Labeled-object pointing entries
====
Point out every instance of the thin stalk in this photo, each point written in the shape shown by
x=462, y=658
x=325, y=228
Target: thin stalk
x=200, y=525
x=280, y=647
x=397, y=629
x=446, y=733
====
EXERCISE DESCRIPTION >> Reproduce the lines of the records above verbatim.

ANSWER TO THIS EXERCISE >>
Point out every instance of the thin stalk in this photo, each point written in the shape shown by
x=462, y=658
x=325, y=228
Target: thin stalk
x=200, y=525
x=280, y=647
x=397, y=629
x=446, y=733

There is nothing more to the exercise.